_Assignment_
Below are the records; copy each line in which "target" occurs.

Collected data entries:
_____
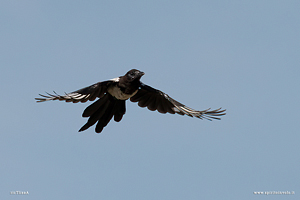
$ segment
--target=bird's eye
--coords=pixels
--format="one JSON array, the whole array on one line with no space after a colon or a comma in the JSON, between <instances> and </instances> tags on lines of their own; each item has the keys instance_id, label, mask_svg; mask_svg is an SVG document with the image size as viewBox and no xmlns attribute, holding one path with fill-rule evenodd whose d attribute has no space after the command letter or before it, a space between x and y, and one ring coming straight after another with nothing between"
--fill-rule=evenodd
<instances>
[{"instance_id":1,"label":"bird's eye","mask_svg":"<svg viewBox=\"0 0 300 200\"><path fill-rule=\"evenodd\" d=\"M135 73L134 73L134 72L131 72L131 73L129 74L129 76L130 76L130 78L134 78L134 77L135 77Z\"/></svg>"}]
</instances>

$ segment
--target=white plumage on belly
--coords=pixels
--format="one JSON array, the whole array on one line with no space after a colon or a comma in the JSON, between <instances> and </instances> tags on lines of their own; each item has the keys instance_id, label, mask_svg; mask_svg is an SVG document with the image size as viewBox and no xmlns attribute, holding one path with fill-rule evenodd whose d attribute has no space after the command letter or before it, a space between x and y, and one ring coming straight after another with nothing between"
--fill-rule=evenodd
<instances>
[{"instance_id":1,"label":"white plumage on belly","mask_svg":"<svg viewBox=\"0 0 300 200\"><path fill-rule=\"evenodd\" d=\"M132 94L125 94L121 91L121 89L119 87L116 87L116 86L112 86L112 87L109 87L107 88L107 92L115 97L116 99L119 99L119 100L127 100L129 99L130 97L134 96L138 90L136 90L134 93Z\"/></svg>"}]
</instances>

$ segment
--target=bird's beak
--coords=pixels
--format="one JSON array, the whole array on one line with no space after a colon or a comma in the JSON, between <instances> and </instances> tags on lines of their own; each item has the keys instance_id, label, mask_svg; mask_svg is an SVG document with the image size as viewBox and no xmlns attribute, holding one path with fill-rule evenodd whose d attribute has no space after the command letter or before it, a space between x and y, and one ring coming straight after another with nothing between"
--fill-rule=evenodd
<instances>
[{"instance_id":1,"label":"bird's beak","mask_svg":"<svg viewBox=\"0 0 300 200\"><path fill-rule=\"evenodd\" d=\"M140 72L139 75L140 75L140 77L142 77L142 76L145 75L145 73L144 72Z\"/></svg>"}]
</instances>

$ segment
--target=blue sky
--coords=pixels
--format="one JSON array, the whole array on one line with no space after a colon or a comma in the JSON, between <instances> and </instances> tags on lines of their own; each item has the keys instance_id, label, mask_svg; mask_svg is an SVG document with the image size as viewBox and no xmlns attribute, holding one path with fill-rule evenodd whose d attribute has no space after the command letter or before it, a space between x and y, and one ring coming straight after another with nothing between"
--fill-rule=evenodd
<instances>
[{"instance_id":1,"label":"blue sky","mask_svg":"<svg viewBox=\"0 0 300 200\"><path fill-rule=\"evenodd\" d=\"M299 1L0 3L1 199L299 199ZM36 103L137 68L221 121ZM13 195L28 191L28 195Z\"/></svg>"}]
</instances>

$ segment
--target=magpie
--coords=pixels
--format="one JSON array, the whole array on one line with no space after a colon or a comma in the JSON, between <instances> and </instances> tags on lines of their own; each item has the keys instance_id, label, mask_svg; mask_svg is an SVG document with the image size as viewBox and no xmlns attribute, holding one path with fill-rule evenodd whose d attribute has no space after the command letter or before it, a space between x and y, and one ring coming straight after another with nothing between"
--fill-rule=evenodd
<instances>
[{"instance_id":1,"label":"magpie","mask_svg":"<svg viewBox=\"0 0 300 200\"><path fill-rule=\"evenodd\" d=\"M132 102L138 102L140 107L147 107L151 111L157 110L160 113L177 113L208 120L219 120L220 116L226 114L226 110L221 108L216 110L209 108L202 111L189 108L166 93L142 83L140 79L144 74L144 72L137 69L132 69L124 76L98 82L80 90L65 93L65 95L58 95L55 91L54 94L47 92L48 95L39 94L42 98L35 98L35 100L37 102L60 100L84 103L98 98L97 101L84 110L82 117L89 117L89 119L80 128L79 132L88 129L97 122L95 131L100 133L112 117L114 117L116 122L121 121L126 112L125 101L128 99Z\"/></svg>"}]
</instances>

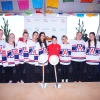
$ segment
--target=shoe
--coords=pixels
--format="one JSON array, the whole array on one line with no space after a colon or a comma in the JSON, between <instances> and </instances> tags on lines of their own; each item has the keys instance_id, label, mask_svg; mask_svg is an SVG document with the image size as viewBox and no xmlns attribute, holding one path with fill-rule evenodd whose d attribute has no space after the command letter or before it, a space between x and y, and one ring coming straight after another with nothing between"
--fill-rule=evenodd
<instances>
[{"instance_id":1,"label":"shoe","mask_svg":"<svg viewBox=\"0 0 100 100\"><path fill-rule=\"evenodd\" d=\"M22 80L21 80L20 82L21 82L21 83L24 83L24 81L22 81Z\"/></svg>"},{"instance_id":2,"label":"shoe","mask_svg":"<svg viewBox=\"0 0 100 100\"><path fill-rule=\"evenodd\" d=\"M65 82L68 82L68 79L66 79L66 81Z\"/></svg>"},{"instance_id":3,"label":"shoe","mask_svg":"<svg viewBox=\"0 0 100 100\"><path fill-rule=\"evenodd\" d=\"M12 83L12 81L10 80L9 83Z\"/></svg>"},{"instance_id":4,"label":"shoe","mask_svg":"<svg viewBox=\"0 0 100 100\"><path fill-rule=\"evenodd\" d=\"M62 82L64 82L64 79L62 79Z\"/></svg>"}]
</instances>

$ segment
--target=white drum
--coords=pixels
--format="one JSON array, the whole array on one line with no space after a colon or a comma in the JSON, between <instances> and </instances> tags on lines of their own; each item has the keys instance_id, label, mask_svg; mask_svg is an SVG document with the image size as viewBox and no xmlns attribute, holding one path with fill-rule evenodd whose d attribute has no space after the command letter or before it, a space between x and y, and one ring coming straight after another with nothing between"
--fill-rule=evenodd
<instances>
[{"instance_id":1,"label":"white drum","mask_svg":"<svg viewBox=\"0 0 100 100\"><path fill-rule=\"evenodd\" d=\"M48 60L48 55L47 54L41 54L39 56L39 59L38 59L39 63L42 63L42 64L44 64L45 62L47 62L47 60Z\"/></svg>"},{"instance_id":2,"label":"white drum","mask_svg":"<svg viewBox=\"0 0 100 100\"><path fill-rule=\"evenodd\" d=\"M57 65L59 63L59 58L57 55L52 55L49 58L49 62L51 65Z\"/></svg>"}]
</instances>

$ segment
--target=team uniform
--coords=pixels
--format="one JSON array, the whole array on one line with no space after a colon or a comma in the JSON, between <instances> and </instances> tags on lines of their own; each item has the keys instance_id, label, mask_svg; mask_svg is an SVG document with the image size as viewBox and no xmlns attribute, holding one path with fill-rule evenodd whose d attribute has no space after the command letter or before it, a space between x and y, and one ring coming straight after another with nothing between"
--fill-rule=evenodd
<instances>
[{"instance_id":1,"label":"team uniform","mask_svg":"<svg viewBox=\"0 0 100 100\"><path fill-rule=\"evenodd\" d=\"M18 41L16 43L16 49L18 49L19 51L19 61L18 61L18 65L15 66L16 69L16 75L17 75L17 81L24 81L24 69L25 66L27 66L27 62L28 61L28 57L29 57L29 53L28 53L28 46L27 46L27 42L22 42L22 41Z\"/></svg>"},{"instance_id":2,"label":"team uniform","mask_svg":"<svg viewBox=\"0 0 100 100\"><path fill-rule=\"evenodd\" d=\"M37 42L36 44L36 54L38 55L41 55L41 54L47 54L48 55L48 51L47 51L47 48L45 47L45 44L42 43L42 47L40 46L39 42ZM38 70L40 71L40 73L37 75L37 81L38 82L41 82L42 81L42 64L38 61L38 62L35 62L35 66L36 68L38 68ZM44 73L45 73L45 76L44 76L44 81L48 81L48 77L47 77L47 70L48 70L48 61L45 62L44 64Z\"/></svg>"},{"instance_id":3,"label":"team uniform","mask_svg":"<svg viewBox=\"0 0 100 100\"><path fill-rule=\"evenodd\" d=\"M60 66L61 66L62 81L67 82L69 79L70 64L71 64L71 45L61 44Z\"/></svg>"},{"instance_id":4,"label":"team uniform","mask_svg":"<svg viewBox=\"0 0 100 100\"><path fill-rule=\"evenodd\" d=\"M61 49L61 47L59 44L50 44L48 46L49 57L51 55L57 55L59 57L60 49ZM50 63L48 66L49 66L49 81L55 82L54 66L51 65ZM61 81L61 75L58 74L59 73L58 69L59 69L59 64L56 65L56 71L57 71L57 75L58 75L58 81Z\"/></svg>"},{"instance_id":5,"label":"team uniform","mask_svg":"<svg viewBox=\"0 0 100 100\"><path fill-rule=\"evenodd\" d=\"M13 80L13 70L15 67L14 52L15 52L14 46L10 45L9 43L5 43L2 50L2 62L6 73L7 82Z\"/></svg>"},{"instance_id":6,"label":"team uniform","mask_svg":"<svg viewBox=\"0 0 100 100\"><path fill-rule=\"evenodd\" d=\"M28 63L27 66L25 67L26 71L26 80L27 83L35 82L35 64L38 63L38 55L36 54L36 44L37 42L33 42L32 40L27 41L28 45Z\"/></svg>"},{"instance_id":7,"label":"team uniform","mask_svg":"<svg viewBox=\"0 0 100 100\"><path fill-rule=\"evenodd\" d=\"M96 75L100 62L100 42L97 41L96 47L94 45L94 41L90 43L90 47L88 47L88 42L86 42L85 46L88 79L89 81L96 81Z\"/></svg>"},{"instance_id":8,"label":"team uniform","mask_svg":"<svg viewBox=\"0 0 100 100\"><path fill-rule=\"evenodd\" d=\"M83 69L85 67L85 42L83 40L71 40L71 59L73 68L73 80L82 81Z\"/></svg>"},{"instance_id":9,"label":"team uniform","mask_svg":"<svg viewBox=\"0 0 100 100\"><path fill-rule=\"evenodd\" d=\"M5 44L4 40L0 40L0 83L2 82L2 48L3 45Z\"/></svg>"}]
</instances>

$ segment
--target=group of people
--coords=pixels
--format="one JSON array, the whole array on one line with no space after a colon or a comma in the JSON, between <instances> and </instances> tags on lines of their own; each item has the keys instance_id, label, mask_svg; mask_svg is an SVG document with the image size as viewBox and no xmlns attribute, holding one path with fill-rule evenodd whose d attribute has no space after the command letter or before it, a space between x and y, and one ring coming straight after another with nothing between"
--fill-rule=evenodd
<instances>
[{"instance_id":1,"label":"group of people","mask_svg":"<svg viewBox=\"0 0 100 100\"><path fill-rule=\"evenodd\" d=\"M96 81L98 66L100 63L100 43L96 40L95 33L90 32L87 42L82 40L82 33L76 33L76 38L68 42L68 37L61 37L62 44L57 43L57 37L52 36L50 44L46 41L44 32L40 34L33 32L29 39L28 32L23 32L23 37L15 43L15 35L9 34L8 41L2 40L3 30L0 29L0 82L2 82L2 70L4 69L6 81L13 82L13 71L15 70L16 83L24 83L25 71L26 83L42 82L42 64L38 61L39 55L48 55L48 61L44 64L45 80L55 82L54 66L50 64L51 55L59 57L56 65L57 73L61 69L62 82L69 81L69 68L72 66L72 77L74 82L81 82L83 70L86 67L87 77L91 82ZM38 75L35 68L39 69ZM48 73L47 74L47 69ZM48 76L48 77L47 77Z\"/></svg>"}]
</instances>

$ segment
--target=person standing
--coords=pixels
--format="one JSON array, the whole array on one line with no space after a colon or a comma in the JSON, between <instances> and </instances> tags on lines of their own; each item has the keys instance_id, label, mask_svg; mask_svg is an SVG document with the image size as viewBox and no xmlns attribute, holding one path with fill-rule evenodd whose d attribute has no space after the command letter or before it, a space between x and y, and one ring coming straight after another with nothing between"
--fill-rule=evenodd
<instances>
[{"instance_id":1,"label":"person standing","mask_svg":"<svg viewBox=\"0 0 100 100\"><path fill-rule=\"evenodd\" d=\"M39 38L38 38L38 43L36 44L36 52L37 55L41 55L41 54L46 54L48 55L48 51L47 51L47 41L46 41L46 35L44 32L41 32L39 34ZM35 66L38 68L39 73L36 76L37 77L37 82L42 82L42 64L39 62L35 63ZM47 82L48 81L48 77L47 77L47 69L48 69L48 62L45 62L44 64L44 81Z\"/></svg>"},{"instance_id":2,"label":"person standing","mask_svg":"<svg viewBox=\"0 0 100 100\"><path fill-rule=\"evenodd\" d=\"M63 35L61 50L60 50L60 67L61 67L62 82L68 82L70 64L71 64L71 45L68 43L67 36Z\"/></svg>"},{"instance_id":3,"label":"person standing","mask_svg":"<svg viewBox=\"0 0 100 100\"><path fill-rule=\"evenodd\" d=\"M57 37L52 36L52 43L48 45L48 55L49 57L52 55L57 55L59 57L61 46L57 44ZM49 63L49 81L55 82L55 74L54 74L54 66ZM57 75L58 75L58 69L59 64L56 65L57 67ZM61 81L60 75L58 76L58 81Z\"/></svg>"},{"instance_id":4,"label":"person standing","mask_svg":"<svg viewBox=\"0 0 100 100\"><path fill-rule=\"evenodd\" d=\"M96 40L94 32L90 32L89 40L86 46L86 67L88 80L90 82L97 81L97 72L100 62L100 42Z\"/></svg>"},{"instance_id":5,"label":"person standing","mask_svg":"<svg viewBox=\"0 0 100 100\"><path fill-rule=\"evenodd\" d=\"M3 48L3 45L5 44L5 41L2 39L3 37L3 30L0 29L0 83L2 83L2 69L3 69L3 66L2 66L2 48Z\"/></svg>"},{"instance_id":6,"label":"person standing","mask_svg":"<svg viewBox=\"0 0 100 100\"><path fill-rule=\"evenodd\" d=\"M72 46L71 59L73 68L73 80L74 82L83 81L83 70L85 68L85 42L82 40L82 33L78 32L76 38L70 41Z\"/></svg>"},{"instance_id":7,"label":"person standing","mask_svg":"<svg viewBox=\"0 0 100 100\"><path fill-rule=\"evenodd\" d=\"M15 48L15 35L11 33L8 37L8 43L6 43L3 46L2 50L2 61L6 74L6 82L9 83L13 82L13 70L15 67L14 48Z\"/></svg>"},{"instance_id":8,"label":"person standing","mask_svg":"<svg viewBox=\"0 0 100 100\"><path fill-rule=\"evenodd\" d=\"M19 64L15 66L17 82L24 83L24 69L27 66L27 61L29 57L27 41L29 38L28 32L23 33L23 38L19 39L17 42L17 47L19 48ZM26 78L26 77L25 77Z\"/></svg>"},{"instance_id":9,"label":"person standing","mask_svg":"<svg viewBox=\"0 0 100 100\"><path fill-rule=\"evenodd\" d=\"M35 62L38 62L38 55L36 54L36 44L38 40L38 32L33 32L32 39L27 41L29 58L27 62L27 66L25 68L26 71L26 80L27 83L36 82L35 79Z\"/></svg>"}]
</instances>

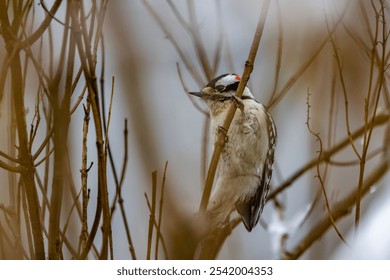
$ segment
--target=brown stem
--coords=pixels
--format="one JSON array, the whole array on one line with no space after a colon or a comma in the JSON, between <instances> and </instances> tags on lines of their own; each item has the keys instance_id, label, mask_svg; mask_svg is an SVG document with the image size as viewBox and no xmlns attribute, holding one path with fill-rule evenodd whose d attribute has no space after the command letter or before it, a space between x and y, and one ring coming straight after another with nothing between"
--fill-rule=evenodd
<instances>
[{"instance_id":1,"label":"brown stem","mask_svg":"<svg viewBox=\"0 0 390 280\"><path fill-rule=\"evenodd\" d=\"M11 25L8 19L7 6L5 1L0 1L0 22L3 29L3 39L6 45L8 55L13 54L10 60L12 101L15 108L16 126L19 140L19 160L22 162L24 172L21 173L21 181L26 190L28 201L28 212L31 222L32 234L34 239L35 259L45 259L45 249L41 231L40 207L38 193L34 181L34 162L29 149L27 124L24 112L24 94L23 94L23 76L21 68L20 53L14 49L14 38L17 38L18 26ZM15 15L15 19L17 16ZM15 20L14 19L14 20ZM15 27L16 26L16 27ZM16 29L16 30L15 30Z\"/></svg>"},{"instance_id":2,"label":"brown stem","mask_svg":"<svg viewBox=\"0 0 390 280\"><path fill-rule=\"evenodd\" d=\"M149 215L149 229L148 229L148 247L146 250L146 259L150 260L152 253L152 239L153 239L153 223L156 217L156 197L157 197L157 171L152 172L152 208L150 209ZM148 200L148 197L145 193L145 197Z\"/></svg>"},{"instance_id":3,"label":"brown stem","mask_svg":"<svg viewBox=\"0 0 390 280\"><path fill-rule=\"evenodd\" d=\"M386 174L388 167L387 162L383 161L369 176L366 177L362 187L362 197L368 193L371 186L373 186L382 178L383 175ZM357 187L353 189L354 191L333 206L332 217L334 221L337 221L349 214L352 207L354 207L358 194ZM329 220L329 217L323 218L306 234L306 237L300 241L294 249L289 252L285 252L285 257L289 259L299 258L316 240L320 239L330 226L331 221Z\"/></svg>"},{"instance_id":4,"label":"brown stem","mask_svg":"<svg viewBox=\"0 0 390 280\"><path fill-rule=\"evenodd\" d=\"M386 124L389 120L388 115L377 115L373 119L373 122L370 122L369 126L378 126L382 124ZM341 141L340 143L333 146L333 148L324 151L322 153L321 158L314 158L308 163L306 163L302 168L300 168L298 171L296 171L290 178L284 181L283 184L281 184L279 187L277 187L274 191L272 191L269 196L268 200L275 198L279 193L284 191L286 188L288 188L290 185L292 185L299 177L301 177L303 174L306 173L307 170L315 167L317 164L329 160L334 154L339 152L340 150L344 149L345 147L350 144L350 138L356 139L357 137L361 136L364 133L365 127L361 127L355 132L353 132L350 136L347 136L346 139Z\"/></svg>"},{"instance_id":5,"label":"brown stem","mask_svg":"<svg viewBox=\"0 0 390 280\"><path fill-rule=\"evenodd\" d=\"M87 145L87 137L88 137L88 127L90 120L90 112L91 112L91 103L89 99L87 99L87 105L84 108L84 122L83 122L83 137L82 137L82 155L81 155L81 188L82 188L82 218L81 218L81 234L80 234L80 244L79 248L84 249L85 243L88 240L88 145Z\"/></svg>"},{"instance_id":6,"label":"brown stem","mask_svg":"<svg viewBox=\"0 0 390 280\"><path fill-rule=\"evenodd\" d=\"M165 162L165 167L164 167L164 175L163 175L163 180L161 183L161 193L160 193L160 205L158 209L158 223L156 225L156 246L155 246L155 259L158 259L158 248L159 248L159 241L160 241L160 236L161 234L161 224L162 224L162 213L163 213L163 203L164 203L164 192L165 192L165 180L167 176L167 167L168 167L168 161Z\"/></svg>"},{"instance_id":7,"label":"brown stem","mask_svg":"<svg viewBox=\"0 0 390 280\"><path fill-rule=\"evenodd\" d=\"M58 8L60 7L62 3L62 0L56 0L53 4L53 6L50 9L50 12L48 15L46 15L45 19L42 21L41 25L37 28L37 30L26 40L19 42L20 48L25 48L27 46L31 46L34 44L39 38L41 38L42 34L46 31L46 29L49 27L53 15L57 12Z\"/></svg>"},{"instance_id":8,"label":"brown stem","mask_svg":"<svg viewBox=\"0 0 390 280\"><path fill-rule=\"evenodd\" d=\"M237 93L236 93L237 97L242 96L244 89L246 87L246 84L249 81L250 74L252 73L253 64L255 62L257 50L258 50L259 44L260 44L260 39L261 39L261 36L263 34L263 30L264 30L265 20L267 18L269 4L270 4L270 0L266 0L263 3L263 7L261 9L259 21L257 23L255 36L253 38L252 46L251 46L251 49L249 52L248 60L245 62L244 73L242 74L240 84L238 85L238 89L237 89ZM236 109L237 109L237 107L236 107L235 103L232 103L232 105L229 108L228 113L226 114L226 118L225 118L225 121L224 121L223 126L222 126L224 131L228 131L229 126L233 120L234 114L236 112ZM207 204L208 204L209 199L210 199L211 189L213 186L215 172L217 170L219 157L221 155L223 146L225 145L225 141L226 141L225 138L226 137L223 133L219 133L218 139L217 139L215 147L214 147L214 152L213 152L213 155L211 158L210 166L208 169L206 183L205 183L205 187L204 187L203 195L202 195L202 200L201 200L200 207L199 207L199 213L201 213L201 214L205 212L205 210L207 208Z\"/></svg>"},{"instance_id":9,"label":"brown stem","mask_svg":"<svg viewBox=\"0 0 390 280\"><path fill-rule=\"evenodd\" d=\"M103 124L101 119L100 102L98 97L98 86L95 76L94 63L90 50L89 37L85 27L85 15L79 15L82 2L74 3L72 11L73 31L76 40L77 50L80 56L83 73L87 82L88 95L91 100L92 115L95 124L97 158L98 158L98 198L95 219L92 229L86 243L86 246L81 253L80 258L85 259L92 246L93 240L98 229L100 215L103 213L103 242L100 258L106 259L108 256L108 237L111 232L110 225L110 207L108 203L107 190L107 170L106 170L106 154L103 139ZM79 20L80 17L80 20ZM80 29L81 27L81 29Z\"/></svg>"},{"instance_id":10,"label":"brown stem","mask_svg":"<svg viewBox=\"0 0 390 280\"><path fill-rule=\"evenodd\" d=\"M70 16L67 9L66 25L69 24ZM68 138L68 127L70 123L70 98L72 96L72 78L75 59L75 42L69 41L69 55L67 58L66 83L64 98L60 100L60 80L64 73L63 62L67 51L69 32L65 29L63 44L60 55L60 62L54 79L49 83L50 100L53 108L54 128L54 162L53 162L53 184L50 197L50 218L49 218L49 259L60 259L60 219L64 188L64 170L66 143Z\"/></svg>"}]
</instances>

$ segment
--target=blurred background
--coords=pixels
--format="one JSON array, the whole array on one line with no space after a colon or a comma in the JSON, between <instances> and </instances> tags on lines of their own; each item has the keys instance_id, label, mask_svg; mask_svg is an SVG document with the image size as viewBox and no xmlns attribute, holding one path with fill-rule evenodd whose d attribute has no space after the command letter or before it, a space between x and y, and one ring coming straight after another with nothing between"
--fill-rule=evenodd
<instances>
[{"instance_id":1,"label":"blurred background","mask_svg":"<svg viewBox=\"0 0 390 280\"><path fill-rule=\"evenodd\" d=\"M54 14L48 10L61 1L27 2L30 6L7 3L10 21L16 18L16 11L23 15L22 27L16 31L17 40L23 41L25 36L28 38L33 34L48 15L54 18L40 39L20 51L24 119L30 140L31 131L36 129L30 145L34 155L50 135L50 127L56 124L54 95L45 90L50 92L51 84L42 77L49 76L47 80L51 81L50 76L54 79L55 75L50 73L55 73L55 69L69 61L71 47L64 51L64 60L60 55L66 45L64 38L71 36L64 34L67 29L69 33L77 30L67 26L70 24L68 18L74 20L67 12L72 8L69 8L72 1L60 3ZM155 234L161 230L169 258L181 256L174 251L192 242L191 232L196 231L195 214L213 145L208 139L206 107L198 100L191 100L186 91L199 90L208 80L223 73L242 74L263 2L137 0L82 3L81 11L84 9L86 16L82 17L80 12L80 22L85 20L85 30L90 30L93 38L90 46L84 42L84 48L96 55L93 59L96 64L90 69L96 73L99 108L107 117L110 112L105 140L110 144L118 174L121 174L123 163L127 163L121 197L127 228L139 259L148 257L151 238L156 242L156 235L150 236L150 209L145 199L147 194L152 201L153 171L157 171L157 208L161 186L165 188L161 228L156 228ZM94 6L98 11L96 15ZM389 2L382 0L271 1L248 84L255 98L269 107L278 132L270 200L260 225L251 233L242 224L232 228L218 258L390 258L390 238L386 234L389 227L386 221L390 217L387 203L390 199L388 16ZM1 17L0 160L7 165L0 168L0 251L1 258L33 258L29 215L22 210L25 202L21 197L26 183L20 179L20 173L9 170L10 166L22 165L12 163L9 158L20 158L18 151L21 149L15 147L20 145L21 136L16 132L17 109L13 109L16 106L10 62L14 58L13 45L6 43L11 39L7 39L4 12ZM100 36L99 23L102 23L102 36L96 40ZM69 42L71 40L70 37ZM100 40L96 46L94 40ZM64 259L79 258L84 244L80 241L81 214L77 214L75 208L81 208L82 203L80 171L85 149L82 141L88 91L82 92L90 81L84 77L83 57L78 54L80 46L76 46L71 78L76 80L79 69L83 75L73 83L69 95L68 108L75 110L69 117L68 133L59 142L54 136L47 141L52 143L51 147L58 143L67 147L62 154L66 159L60 169L64 172L64 191L58 226L60 255ZM55 94L58 104L65 104L64 100L67 100L66 79L69 75L66 73L61 73L63 76L58 83L61 90ZM80 104L77 103L79 100ZM37 112L42 115L39 122ZM64 115L59 112L57 116L61 119ZM86 137L88 166L93 162L86 184L89 229L96 212L100 180L97 136L93 129L97 124L92 114ZM61 129L54 134L61 135ZM53 199L52 188L55 187L56 150L53 148L52 154L51 149L47 148L44 153L46 158L42 154L34 159L35 163L43 160L35 169L35 174L41 178L35 177L34 181L41 206L45 248L51 244L47 229L50 215L54 213L53 204L47 202L50 206L45 206L45 200ZM61 154L61 151L57 152ZM118 189L107 161L107 197L110 205L112 201L115 205ZM38 187L40 180L45 187ZM69 191L72 188L74 192ZM356 210L357 204L360 210ZM119 207L116 204L112 211L110 248L112 258L128 259L133 255ZM44 209L46 215L42 214ZM103 226L102 223L99 225ZM96 250L89 252L90 258L98 258L102 243L106 242L100 226L93 240ZM67 236L66 242L64 236ZM15 253L11 250L14 246L23 249ZM157 246L162 246L161 241ZM72 247L74 250L70 249ZM167 257L162 248L156 256Z\"/></svg>"}]
</instances>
_____
_Exercise answer_
--target=bird's eye
--target=white plumage on belly
--target=bird's beak
--target=blue sky
--target=magpie
--target=shoe
--target=white drum
--target=team uniform
--target=group of people
--target=person standing
--target=brown stem
--target=blurred background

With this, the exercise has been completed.